■ **TASK INSTRUCTIONS**: Copy out these lines again, changing every "instance" to "occurrence" and leaving everything else as it is.

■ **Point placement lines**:
_____

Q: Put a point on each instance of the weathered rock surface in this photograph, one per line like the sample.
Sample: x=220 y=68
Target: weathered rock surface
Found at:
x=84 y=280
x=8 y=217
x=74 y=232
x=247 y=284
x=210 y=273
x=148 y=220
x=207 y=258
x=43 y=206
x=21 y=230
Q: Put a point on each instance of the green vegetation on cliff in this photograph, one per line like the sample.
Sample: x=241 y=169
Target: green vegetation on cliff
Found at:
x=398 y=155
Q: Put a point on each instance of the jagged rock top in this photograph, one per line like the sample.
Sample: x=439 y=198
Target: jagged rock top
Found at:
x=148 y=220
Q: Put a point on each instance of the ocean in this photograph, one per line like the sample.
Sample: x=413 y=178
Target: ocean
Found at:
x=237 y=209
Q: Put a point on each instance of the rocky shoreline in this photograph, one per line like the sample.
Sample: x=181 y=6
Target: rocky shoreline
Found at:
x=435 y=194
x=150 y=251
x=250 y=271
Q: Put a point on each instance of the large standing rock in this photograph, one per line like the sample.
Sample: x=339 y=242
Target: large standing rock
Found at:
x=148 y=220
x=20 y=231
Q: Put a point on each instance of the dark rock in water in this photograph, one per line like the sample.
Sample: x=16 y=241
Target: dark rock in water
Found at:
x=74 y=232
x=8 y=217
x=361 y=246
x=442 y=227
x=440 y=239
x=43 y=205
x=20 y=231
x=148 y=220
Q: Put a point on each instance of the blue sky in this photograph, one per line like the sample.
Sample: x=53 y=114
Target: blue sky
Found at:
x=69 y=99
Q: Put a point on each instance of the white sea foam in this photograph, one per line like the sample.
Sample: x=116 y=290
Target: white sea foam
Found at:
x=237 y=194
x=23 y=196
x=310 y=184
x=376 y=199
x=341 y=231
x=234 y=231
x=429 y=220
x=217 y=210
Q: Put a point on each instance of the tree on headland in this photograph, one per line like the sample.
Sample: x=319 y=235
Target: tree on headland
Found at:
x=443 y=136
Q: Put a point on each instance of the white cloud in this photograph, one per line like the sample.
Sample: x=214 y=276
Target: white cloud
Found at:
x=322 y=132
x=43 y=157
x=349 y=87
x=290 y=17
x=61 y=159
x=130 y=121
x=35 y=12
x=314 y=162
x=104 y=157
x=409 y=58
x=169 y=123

_____

■ **EXERCISE SOLUTION**:
Q: Put a point on each occurrence of the weathered rock surface in this photograph, one per line like the sample.
Sample: x=220 y=68
Target: weathered rock surface
Found at:
x=84 y=280
x=8 y=217
x=74 y=232
x=247 y=284
x=210 y=273
x=148 y=220
x=207 y=258
x=43 y=206
x=21 y=230
Q: Put a point on each occurrence of the green vegetation on cliff in this photograph, one per line like the sample.
Sample: x=241 y=169
Target: green vegetation on cliff
Found at:
x=398 y=155
Q: Put a point on each occurrence of the jagged rock top in this photograph, one per line like the sample.
Sample: x=439 y=198
Target: jagged rock top
Found at:
x=148 y=220
Q: Put a point on each occurrence of the ocean in this photograph, one per line like the sample.
Sample: x=413 y=178
Target: ocean
Found at:
x=237 y=209
Q: Put a point on each occurrence of the rocky shoreline in this photograph, one per line like the sample.
Sample: x=181 y=6
Target: rocky shoreline
Found at:
x=435 y=194
x=150 y=251
x=250 y=271
Q: Put a point on each occurrence of the large standing rock in this photograph, one per line like the sample.
Sample: x=339 y=242
Target: large standing rock
Found at:
x=148 y=220
x=20 y=231
Q: Put a point on each occurrence of the dark rock in water in this photograph, one per line like the sample.
Sample: x=16 y=241
Target: dark rock in water
Found at:
x=74 y=232
x=8 y=217
x=361 y=246
x=442 y=227
x=440 y=239
x=43 y=205
x=20 y=231
x=148 y=220
Q: Put a point on each occurrence of the blue sky in this photograph, one per line like the sample.
Sample: x=53 y=114
Target: blue sky
Found at:
x=69 y=99
Q: Put a point on each occurrence of the white sea foam in this photograph, one per line like the sample.
Sample: x=116 y=290
Target: white sea foam
Found at:
x=237 y=194
x=23 y=196
x=310 y=184
x=376 y=199
x=341 y=231
x=234 y=231
x=429 y=220
x=217 y=210
Q: Put a point on each occurrence of the tree on headland in this photograph, one per line like the sample.
Sample: x=319 y=235
Target: tree on headland
Found at:
x=443 y=136
Q: Put a point on each occurrence of the white cloud in this photograph, one per line like the sample.
Sample: x=214 y=276
Target: white cloud
Found at:
x=322 y=132
x=43 y=157
x=349 y=87
x=290 y=17
x=61 y=159
x=130 y=121
x=35 y=12
x=314 y=162
x=104 y=157
x=409 y=58
x=169 y=123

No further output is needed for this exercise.